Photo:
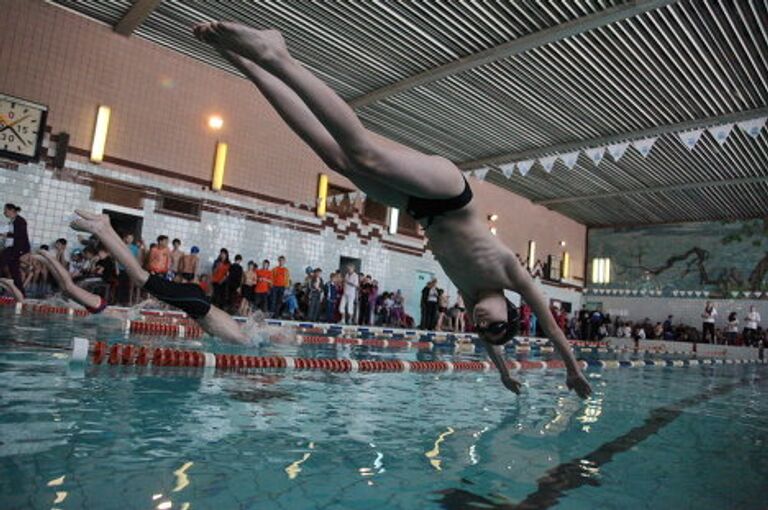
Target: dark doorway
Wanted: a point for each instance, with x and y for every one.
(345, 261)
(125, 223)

====

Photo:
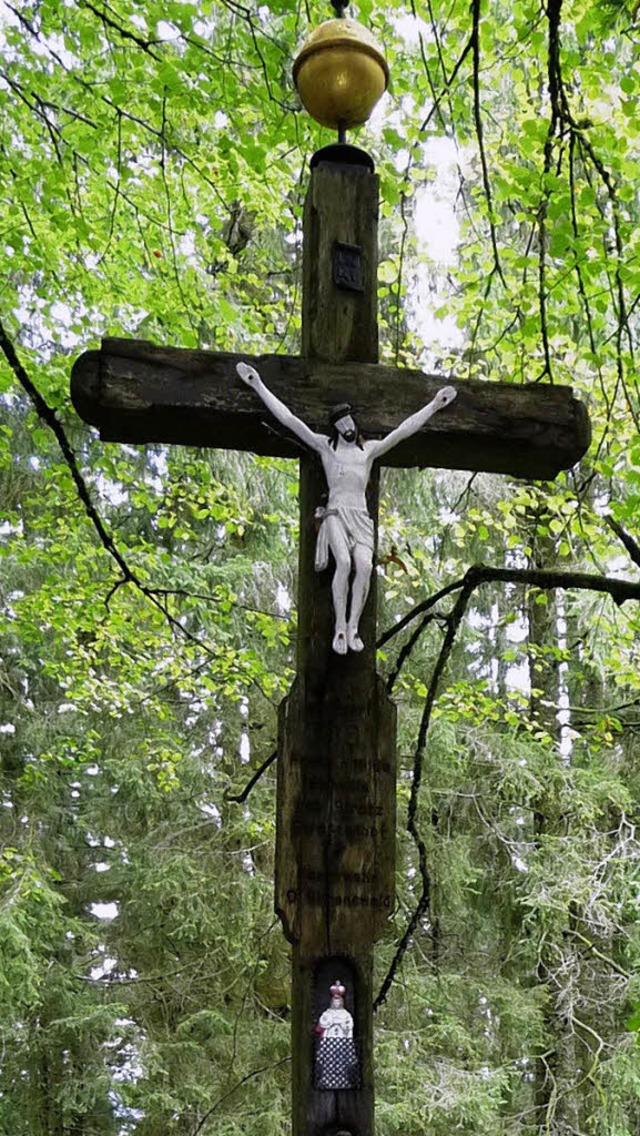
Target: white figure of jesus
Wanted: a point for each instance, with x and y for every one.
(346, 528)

====

Aim of the task: Your reply should hold all the lines from the listing above in which "Target" appears.

Solved exercise:
Target: dark doorway
Target: white figure of jesus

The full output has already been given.